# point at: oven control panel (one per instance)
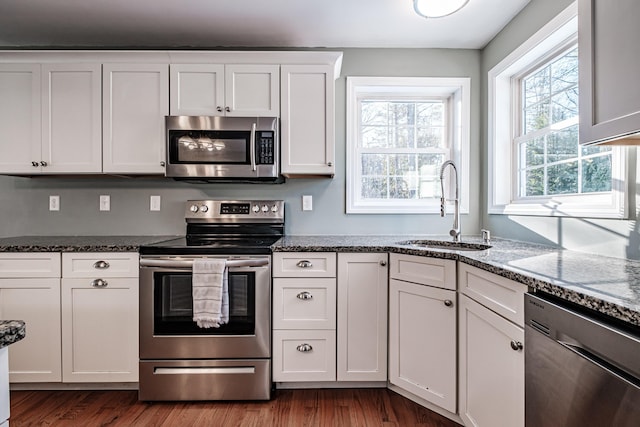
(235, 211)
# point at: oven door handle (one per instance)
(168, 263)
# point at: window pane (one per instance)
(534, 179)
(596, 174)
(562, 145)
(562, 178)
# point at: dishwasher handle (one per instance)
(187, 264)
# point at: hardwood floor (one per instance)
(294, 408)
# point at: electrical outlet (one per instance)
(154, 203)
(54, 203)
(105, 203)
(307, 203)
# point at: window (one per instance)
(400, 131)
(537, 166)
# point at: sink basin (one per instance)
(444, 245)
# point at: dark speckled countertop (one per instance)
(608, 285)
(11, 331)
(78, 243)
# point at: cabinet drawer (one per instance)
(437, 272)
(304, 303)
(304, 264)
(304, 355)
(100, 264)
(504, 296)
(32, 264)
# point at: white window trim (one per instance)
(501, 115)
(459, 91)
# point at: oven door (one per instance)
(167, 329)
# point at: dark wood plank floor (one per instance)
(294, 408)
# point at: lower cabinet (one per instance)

## The exercise
Reproduce the part of the listing that opens with the line containing "# point at: oven door (one per instance)" and closes with the last line of the listing, swapping "plank" for "board" and leaving everything else the same.

## Worked solution
# point at: oven door (one per instance)
(167, 329)
# point at: dark wood board floor (one per instance)
(294, 408)
# point at: lower cabinet (one per instance)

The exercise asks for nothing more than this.